## Exercise directions
Show each line of the data below that contains the string "handrail", copying every such line in full.

========================

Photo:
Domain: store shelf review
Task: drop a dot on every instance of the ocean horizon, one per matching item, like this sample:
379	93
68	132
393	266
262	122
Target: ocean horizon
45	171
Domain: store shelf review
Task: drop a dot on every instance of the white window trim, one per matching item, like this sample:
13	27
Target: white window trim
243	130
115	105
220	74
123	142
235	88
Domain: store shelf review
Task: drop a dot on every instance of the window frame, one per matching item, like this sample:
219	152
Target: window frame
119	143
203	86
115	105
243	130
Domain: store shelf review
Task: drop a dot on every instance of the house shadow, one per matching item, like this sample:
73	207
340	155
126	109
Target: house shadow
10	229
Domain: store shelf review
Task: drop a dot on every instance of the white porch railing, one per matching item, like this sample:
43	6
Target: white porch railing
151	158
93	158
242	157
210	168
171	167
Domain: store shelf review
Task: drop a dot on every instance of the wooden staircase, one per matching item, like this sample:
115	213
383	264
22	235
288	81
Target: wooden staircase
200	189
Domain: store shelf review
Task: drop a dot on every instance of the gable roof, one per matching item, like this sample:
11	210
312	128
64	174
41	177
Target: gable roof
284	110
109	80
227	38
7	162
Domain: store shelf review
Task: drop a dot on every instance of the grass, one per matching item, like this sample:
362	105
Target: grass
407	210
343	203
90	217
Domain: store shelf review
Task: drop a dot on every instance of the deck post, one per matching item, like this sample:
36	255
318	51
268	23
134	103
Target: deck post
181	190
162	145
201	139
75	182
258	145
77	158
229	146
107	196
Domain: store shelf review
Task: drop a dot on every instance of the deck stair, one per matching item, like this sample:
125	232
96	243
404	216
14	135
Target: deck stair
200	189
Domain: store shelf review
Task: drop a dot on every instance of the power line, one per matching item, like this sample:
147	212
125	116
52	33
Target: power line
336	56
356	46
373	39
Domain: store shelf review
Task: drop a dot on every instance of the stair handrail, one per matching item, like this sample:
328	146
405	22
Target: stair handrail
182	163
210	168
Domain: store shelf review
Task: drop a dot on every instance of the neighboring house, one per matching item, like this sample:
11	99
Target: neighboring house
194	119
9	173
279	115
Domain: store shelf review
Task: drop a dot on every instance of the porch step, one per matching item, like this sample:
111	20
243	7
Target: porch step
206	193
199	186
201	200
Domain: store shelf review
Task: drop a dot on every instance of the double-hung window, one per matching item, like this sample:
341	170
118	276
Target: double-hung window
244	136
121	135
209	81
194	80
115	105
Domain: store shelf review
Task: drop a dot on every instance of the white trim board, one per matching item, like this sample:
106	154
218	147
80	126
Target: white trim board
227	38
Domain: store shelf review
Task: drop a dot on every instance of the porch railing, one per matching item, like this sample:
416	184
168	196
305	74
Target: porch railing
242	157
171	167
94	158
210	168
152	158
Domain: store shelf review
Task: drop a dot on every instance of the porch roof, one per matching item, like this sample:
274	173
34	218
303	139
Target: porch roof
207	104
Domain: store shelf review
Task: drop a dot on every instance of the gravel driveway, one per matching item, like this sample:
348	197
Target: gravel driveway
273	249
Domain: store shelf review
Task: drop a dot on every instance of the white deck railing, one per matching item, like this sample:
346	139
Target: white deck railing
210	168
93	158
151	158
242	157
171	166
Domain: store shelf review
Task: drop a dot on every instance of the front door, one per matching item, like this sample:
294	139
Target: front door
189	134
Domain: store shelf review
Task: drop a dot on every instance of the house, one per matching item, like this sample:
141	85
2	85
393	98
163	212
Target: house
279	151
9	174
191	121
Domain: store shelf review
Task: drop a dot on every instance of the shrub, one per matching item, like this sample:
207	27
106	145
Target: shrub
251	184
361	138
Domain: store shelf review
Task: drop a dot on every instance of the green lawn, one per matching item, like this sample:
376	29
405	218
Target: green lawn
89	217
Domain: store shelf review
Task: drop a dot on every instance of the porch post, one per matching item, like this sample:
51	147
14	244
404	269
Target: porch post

========================

## Expected answer
Task: drop a dot on every instance of the stair handrail, one per matching item, like this sample:
Target: stair handrail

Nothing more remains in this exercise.